[Opening Page extract section]

Most U.S. low-protein whey products shipped to China end up in the animal feed sector, and a combination of lower pork prices and higher feed costs have eaten into China’s pork industry’s margins and thus dampened the incentives to expand production.

Beyond a rebalancing market in China, the supply of sweet whey has been limited and expensive. Dry whey prices are at record highs, and U.S. dry whey production fell by 12% in the second half of 2021, caused by milk production slowing and demand for protein in the health and wellness sector.

More clarity on 2022 cheese demand should come in the months ahead, USDEC’s Paul Rogers wrote. However, the U.S. remains well-positioned from a production standpoint and in a favorable price position to meet overseas needs, with a geographic advantage to serve growing Latin American markets. Overall, sharply growing cheese exports should provide a major boost to U.S. export value.

CWT-assisted exports

The National Milk Producers Federation (NMPF) updated Cooperatives Working Together (CWT) program-assisted export contracts. February 2022 sales contracts covered 14.9 million pounds of American-type cheeses, 12.2 million pounds of whole milk powder and 1.4 million pounds of cream cheese.

Through the first two months of the year, contracts total 29.9 million pounds of American-type cheese, 14.1 million pounds of whole milk powder and 3.1 million pounds of cream cheese, for a total milk equivalent for the year of 402 million pounds (milkfat basis). CWT estimates are based on contracts for delivery, not completed export volumes.

Other trade news

Here’s a summary other issues about and affecting U.S. dairy and agricultural trade:

  • The forecast for fiscal year (FY) 2022 U.S. dairy exports brightened further in the latest USDA quarterly Outlook for U.S. Agricultural Trade report, released in late February. The forecast value of U.S. dairy imports also jumped substantially.

FY 2022 (Oct. 1, 2021-Sept. 30, 2022) dairy exports were forecast at $7.8 billion, a new record high, based on rising unit values offsetting lower volumes.

The value of FY 2021 dairy exports topped $7.31 billion, continuing a three-year growth trend, up from $6.46 billion in FY 2020 and about $5.6 billion in both FY 2018 and 2019.

The forecast for FY 2022 dairy imports increased $700 million from last November’s report to $4 billion due to higher expected unit values and volumes of cheese, butter and milk proteins. Cheese imports were forecast at $1.6 billion.

[Closing Page extract section]
[Opening Data for analysis section]

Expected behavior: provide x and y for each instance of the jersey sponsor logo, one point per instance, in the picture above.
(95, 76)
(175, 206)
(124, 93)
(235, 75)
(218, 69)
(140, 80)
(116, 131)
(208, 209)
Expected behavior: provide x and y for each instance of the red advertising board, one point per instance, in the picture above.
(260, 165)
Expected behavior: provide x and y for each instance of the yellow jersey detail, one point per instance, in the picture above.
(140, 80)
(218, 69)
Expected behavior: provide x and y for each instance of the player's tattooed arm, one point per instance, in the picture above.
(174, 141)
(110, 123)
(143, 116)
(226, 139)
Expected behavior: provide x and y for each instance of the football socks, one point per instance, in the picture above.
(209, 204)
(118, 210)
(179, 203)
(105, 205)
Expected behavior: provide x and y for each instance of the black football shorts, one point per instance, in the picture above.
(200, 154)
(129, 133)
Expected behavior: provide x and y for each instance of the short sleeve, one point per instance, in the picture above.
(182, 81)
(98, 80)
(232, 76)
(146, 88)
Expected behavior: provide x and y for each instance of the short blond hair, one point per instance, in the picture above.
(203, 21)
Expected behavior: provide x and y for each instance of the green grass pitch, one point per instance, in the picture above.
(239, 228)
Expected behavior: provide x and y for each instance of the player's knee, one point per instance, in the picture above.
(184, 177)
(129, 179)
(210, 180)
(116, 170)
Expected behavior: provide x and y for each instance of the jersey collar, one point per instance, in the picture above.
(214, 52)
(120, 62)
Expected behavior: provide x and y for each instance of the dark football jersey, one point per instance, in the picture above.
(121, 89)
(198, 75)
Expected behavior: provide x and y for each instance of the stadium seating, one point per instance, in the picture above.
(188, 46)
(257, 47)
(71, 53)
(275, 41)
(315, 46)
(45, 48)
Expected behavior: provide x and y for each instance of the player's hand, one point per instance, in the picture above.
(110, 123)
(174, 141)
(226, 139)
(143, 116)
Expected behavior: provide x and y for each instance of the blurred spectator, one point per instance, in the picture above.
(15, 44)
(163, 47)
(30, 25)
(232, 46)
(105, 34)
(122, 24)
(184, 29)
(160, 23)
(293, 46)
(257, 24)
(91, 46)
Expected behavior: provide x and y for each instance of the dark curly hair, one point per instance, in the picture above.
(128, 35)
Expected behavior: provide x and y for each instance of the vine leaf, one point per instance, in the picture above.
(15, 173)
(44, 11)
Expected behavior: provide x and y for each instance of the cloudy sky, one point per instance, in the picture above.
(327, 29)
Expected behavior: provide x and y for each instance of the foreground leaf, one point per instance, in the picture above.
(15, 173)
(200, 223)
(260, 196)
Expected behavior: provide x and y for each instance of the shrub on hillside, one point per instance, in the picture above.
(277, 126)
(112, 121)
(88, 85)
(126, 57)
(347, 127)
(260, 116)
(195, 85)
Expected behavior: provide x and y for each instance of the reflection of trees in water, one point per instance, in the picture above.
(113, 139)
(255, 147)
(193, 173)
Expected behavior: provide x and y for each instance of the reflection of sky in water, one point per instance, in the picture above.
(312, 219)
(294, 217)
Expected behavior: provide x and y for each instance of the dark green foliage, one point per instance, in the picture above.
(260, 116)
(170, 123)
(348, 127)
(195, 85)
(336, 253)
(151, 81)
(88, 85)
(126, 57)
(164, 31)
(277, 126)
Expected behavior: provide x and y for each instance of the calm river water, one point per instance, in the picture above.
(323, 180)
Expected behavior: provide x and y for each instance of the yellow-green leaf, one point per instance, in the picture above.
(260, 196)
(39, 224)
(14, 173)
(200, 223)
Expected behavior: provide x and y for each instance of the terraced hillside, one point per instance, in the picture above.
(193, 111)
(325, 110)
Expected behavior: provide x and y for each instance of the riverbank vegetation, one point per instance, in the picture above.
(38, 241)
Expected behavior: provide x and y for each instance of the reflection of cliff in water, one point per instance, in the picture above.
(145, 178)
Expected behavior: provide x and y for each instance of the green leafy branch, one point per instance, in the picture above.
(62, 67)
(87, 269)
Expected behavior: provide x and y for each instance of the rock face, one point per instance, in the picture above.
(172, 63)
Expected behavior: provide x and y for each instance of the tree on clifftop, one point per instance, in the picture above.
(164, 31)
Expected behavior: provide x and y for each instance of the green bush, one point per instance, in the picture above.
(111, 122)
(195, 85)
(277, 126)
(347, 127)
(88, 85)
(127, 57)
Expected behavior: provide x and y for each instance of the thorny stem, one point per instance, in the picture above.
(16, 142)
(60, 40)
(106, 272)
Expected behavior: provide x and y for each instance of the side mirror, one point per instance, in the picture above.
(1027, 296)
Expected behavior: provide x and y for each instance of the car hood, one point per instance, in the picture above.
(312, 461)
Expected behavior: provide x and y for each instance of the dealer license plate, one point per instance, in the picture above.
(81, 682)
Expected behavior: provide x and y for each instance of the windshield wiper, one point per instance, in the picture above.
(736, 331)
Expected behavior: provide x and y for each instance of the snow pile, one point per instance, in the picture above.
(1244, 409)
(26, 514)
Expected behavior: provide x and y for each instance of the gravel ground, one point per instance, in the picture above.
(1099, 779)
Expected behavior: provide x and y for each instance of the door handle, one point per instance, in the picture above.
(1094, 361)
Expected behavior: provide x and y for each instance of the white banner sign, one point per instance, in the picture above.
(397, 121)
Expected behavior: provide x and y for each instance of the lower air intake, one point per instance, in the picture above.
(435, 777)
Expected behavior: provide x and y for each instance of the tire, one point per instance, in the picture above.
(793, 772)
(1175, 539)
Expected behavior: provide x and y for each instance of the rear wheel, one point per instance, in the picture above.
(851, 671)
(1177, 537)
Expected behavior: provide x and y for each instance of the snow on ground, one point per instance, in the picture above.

[Closing Data for analysis section]

Activity list:
[a] In the dairy trade article, reproduce the passage from "Here’s a summary" to "offsetting lower volumes.".
[b] In the dairy trade article, list each product covered by the February 2022 CWT sales contracts, along with its amount in pounds.
[c] Write the next part of the dairy trade article, picking up after its last sentence.

Responses by task:
[a]
Here’s a summary other issues about and affecting U.S. dairy and agricultural trade:

  • The forecast for fiscal year (FY) 2022 U.S. dairy exports brightened further in the latest USDA quarterly Outlook for U.S. Agricultural Trade report, released in late February. The forecast value of U.S. dairy imports also jumped substantially.

FY 2022 (Oct. 1, 2021-Sept. 30, 2022) dairy exports were forecast at $7.8 billion, a new record high, based on rising unit values offsetting lower volumes.

[b]
- American-type cheeses: 14.9 million pounds
- Whole milk powder: 12.2 million pounds
- Cream cheese: 1.4 million pounds

[c]
FY 2021 U.S. dairy imports were estimated at $3.72 billion, with cheese imports valued at $1.43 billion in FY 2021.

  • The heads of the USDEC and NMPF have endorsed the Ocean Shipping Antitrust Enforcement Act, introduced in the House.

“U.S. dairy exporters experience a litany of unfair practices from foreign-owned ocean carriers – including unprecedented shipping rates, fees often incurred out of the exporters’ control, intentional lack of transparency and continually rolled bookings,” said Krysta Harden, USDEC president and CEO. “Due to the high concentration of power in the largely foreign-owned shipping industry, American dairy exporters have little option other than to accept these unwarranted fees and delays as a business expense."

Jim Mulhern, NMPF president and CEO, said the dairy industry faced over $1.5 billion in added costs and lost sales in 2021 alone because foreign-owned shipping lines broke contracts and canceled shipments without warning.

  • On her first anniversary as USDEC president and CEO, Harden examined past growth and future opportunities. Read her comments on the U.S. Dairy Exporter Blog.

  • The USDA released year-end 2021 export data in February. As expected, U.S. dairy exports came through with double-digit growth to surpass all-time records for volume and value. The USDEC provides an infographic that quantifies, illustrates and illuminates the record year.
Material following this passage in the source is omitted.